▶ Directions for this task: Send back the entries below exactly as they appear.

▶ Records for the exercise:
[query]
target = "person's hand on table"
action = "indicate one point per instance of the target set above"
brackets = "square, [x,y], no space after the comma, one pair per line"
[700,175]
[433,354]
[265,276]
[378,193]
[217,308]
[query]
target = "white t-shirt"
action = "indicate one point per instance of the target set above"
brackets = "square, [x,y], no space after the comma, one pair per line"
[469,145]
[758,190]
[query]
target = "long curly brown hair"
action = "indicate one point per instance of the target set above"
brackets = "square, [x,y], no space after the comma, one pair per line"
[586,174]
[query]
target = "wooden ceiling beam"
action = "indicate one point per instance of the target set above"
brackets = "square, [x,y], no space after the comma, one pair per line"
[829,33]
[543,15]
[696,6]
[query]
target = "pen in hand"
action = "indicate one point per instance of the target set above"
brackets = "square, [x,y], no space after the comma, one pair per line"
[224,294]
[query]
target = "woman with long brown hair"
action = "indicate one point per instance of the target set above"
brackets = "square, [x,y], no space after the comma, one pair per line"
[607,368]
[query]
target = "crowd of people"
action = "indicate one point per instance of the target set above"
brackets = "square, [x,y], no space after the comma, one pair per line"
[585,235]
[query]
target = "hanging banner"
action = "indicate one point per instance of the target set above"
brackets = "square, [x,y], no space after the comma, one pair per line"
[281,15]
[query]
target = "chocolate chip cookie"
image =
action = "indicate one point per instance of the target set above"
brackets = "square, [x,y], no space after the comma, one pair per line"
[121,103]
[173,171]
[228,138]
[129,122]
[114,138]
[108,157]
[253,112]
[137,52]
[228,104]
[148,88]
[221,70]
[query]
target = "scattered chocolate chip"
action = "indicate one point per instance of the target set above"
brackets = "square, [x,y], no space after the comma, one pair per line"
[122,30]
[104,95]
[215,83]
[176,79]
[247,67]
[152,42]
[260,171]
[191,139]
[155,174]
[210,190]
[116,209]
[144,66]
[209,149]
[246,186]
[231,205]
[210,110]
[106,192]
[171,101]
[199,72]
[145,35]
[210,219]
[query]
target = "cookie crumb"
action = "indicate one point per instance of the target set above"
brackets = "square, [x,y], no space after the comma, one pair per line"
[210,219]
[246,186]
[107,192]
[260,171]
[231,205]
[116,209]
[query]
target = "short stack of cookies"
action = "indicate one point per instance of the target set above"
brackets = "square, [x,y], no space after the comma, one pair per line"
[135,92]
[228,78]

▶ Response to the task:
[query]
target = "person's hand on table"
action = "indicate one point per instance of the target set above"
brackets = "square, [x,y], no space after the comma, one pair per line"
[700,175]
[433,354]
[265,276]
[378,193]
[217,308]
[query]
target = "white t-shirt"
action = "indicate one point per instance of the target set above"
brackets = "square, [x,y], no space after the comma, one pair per line"
[469,145]
[758,190]
[query]
target = "long curly brown hair"
action = "indicate one point per instance of the target set above"
brackets = "square, [x,y], no space after the comma, one pair per line"
[586,174]
[query]
target = "wooden ceiling beam"
action = "indicate one point per instance of the target set above"
brackets = "square, [x,y], no space after the comma, one pair per line"
[829,33]
[543,15]
[696,6]
[query]
target = "pen in hand"
action = "indicate one point per instance of the target set above"
brackets = "square, [x,y], no space after the comma, one pair per line"
[224,294]
[query]
target = "woman with long brown hair"
action = "indicate one point per instance of the target set above"
brackets = "square, [x,y], no space after the comma, one pair per line"
[607,368]
[query]
target = "crowd of people"
action = "indicate one point per instance of the target set above"
brackets = "square, [x,y], no space after the comma, one pair per line"
[585,235]
[query]
target = "hanging banner"
action = "indicate one point per instance of the target set above"
brackets = "square, [x,y], no space after the comma, one pair per line"
[281,15]
[query]
target = "chocolate chip cookie"
image =
action = "indicate one point per instance of the target set above"
brackets = "square, [x,y], no space after the comma, one pair per line"
[121,103]
[173,171]
[228,138]
[129,122]
[114,138]
[108,157]
[253,112]
[137,52]
[228,104]
[148,88]
[221,70]
[query]
target = "scattered chocolate chip"
action = "indicate one point per instance of the target set above"
brackets = "square, [x,y], no space after the comma, one pair per line"
[122,30]
[104,95]
[215,83]
[176,79]
[247,67]
[152,42]
[260,171]
[191,139]
[155,174]
[210,190]
[116,209]
[144,66]
[209,149]
[246,186]
[231,205]
[210,110]
[106,192]
[171,101]
[199,72]
[145,35]
[210,219]
[query]
target = "cookie crumb"
action = "indicate one point per instance of the target set above"
brackets = "square, [x,y], no space after the comma, one pair per line"
[210,219]
[246,186]
[107,192]
[260,171]
[231,205]
[116,209]
[query]
target = "short stack of cookies"
action = "indicate one point per instance of the target set above"
brackets = "square, [x,y], no space after the comma, one pair per line"
[135,92]
[228,78]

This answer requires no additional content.